◆ Questions to answer ◆
1. In the USS Farragut passage, who sponsored the ship at her launch?
2. Decide whether each statement agrees with the USS Farragut passage, answering yes or no and quoting the words that decide it: (a) Union Iron Works launched the ship. (b) She was decommissioned at Puget Sound. (c) Her complement was 66 officers and enlisted.
3. Reproduce the part of the USS Farragut passage starting with "- Installed power: 3" and going on through "American Civil War.".

◆ Provided passage ◆
* * * * *
General characteristics
- Class & type: Farragut-class torpedo boat
- Displacement: 279 long tons (283 t)
- Length: 214 ft (65 m)
- Beam: 20 ft 8 in (6.30 m)
- Draft: 6 ft 10 in (2.08 m) (mean)
- Installed power: 3 × Thornycroft boilers; 5,878 ihp (4,383 kW);
- Propulsion: vertical triple expansion engines; 2 × screw propellers;
- Speed: 30 knots (56 km/h; 35 mph); 30.13 kn (34.67 mph; 55.80 km/h) (Speed on Trial);
- Complement: 66 officers and enlisted
- Armament: 4 × 6-pounder (57 mm (2.24 in)) guns; 2 × 18 inch (450 mm) torpedo tubes (2x1);

= USS Farragut (TB-11) =

Torpedo boat of the United States Navy

The first USS Farragut (Torpedo Boat No. 11/TB-11/Coast Torpedo Boat No. 5) was a torpedo boat in the United States Navy. She was named for David Farragut, commander-in-chief of the U.S. Navy during the American Civil War.

==History==
Farragut was launched 16 July 1898 by Union Iron Works, San Francisco, California; sponsored by Miss Elizabeth Ashe, Admiral Farragut's niece; and commissioned 5 June 1899, Lieutenant Commander Reginald F. Nicholson in command.

Farragut's first operations were between Mare Island and Sausalito in San Francisco Bay, and occasionally south to San Diego, California, in target and torpedo practice. She was decommissioned at the Mare Island Navy Yard 4 September 1902; in commission in reserve from 8 October 1904; and restored to full commission 28 March 1908 for duty with the Pacific Torpedo Fleet.

She resumed her operations along the coast of California aside from 30 May to 10 June 1908, when she sailed to visit Portland, Oregon. Farragut was placed in reserve 18 September 1909 and recommissioned 10 May 1911, again for service in the San Francisco area aside from a cruise to Bremerton, Washington, that summer. Once more, on 1 July 1912, she went into reserve, and then on 26 March 1914, into ordinary.
* * * * *
◆ Data extract ◆
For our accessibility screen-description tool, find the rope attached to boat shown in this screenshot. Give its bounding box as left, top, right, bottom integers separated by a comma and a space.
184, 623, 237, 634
* * * * *
◆ Answers given ◆
1. Miss Elizabeth Ashe, Admiral Farragut's niece, sponsored the ship.

2.
(a) Yes: "launched 16 July 1898 by Union Iron Works, San Francisco, California"
(b) No: "decommissioned at the Mare Island Navy Yard 4 September 1902"
(c) Yes: "Complement: 66 officers and enlisted"

3.
- Installed power: 3 × Thornycroft boilers; 5,878 ihp (4,383 kW);
- Propulsion: vertical triple expansion engines; 2 × screw propellers;
- Speed: 30 knots (56 km/h; 35 mph); 30.13 kn (34.67 mph; 55.80 km/h) (Speed on Trial);
- Complement: 66 officers and enlisted
- Armament: 4 × 6-pounder (57 mm (2.24 in)) guns; 2 × 18 inch (450 mm) torpedo tubes (2x1);

= USS Farragut (TB-11) =

Torpedo boat of the United States Navy

The first USS Farragut (Torpedo Boat No. 11/TB-11/Coast Torpedo Boat No. 5) was a torpedo boat in the United States Navy. She was named for David Farragut, commander-in-chief of the U.S. Navy during the American Civil War.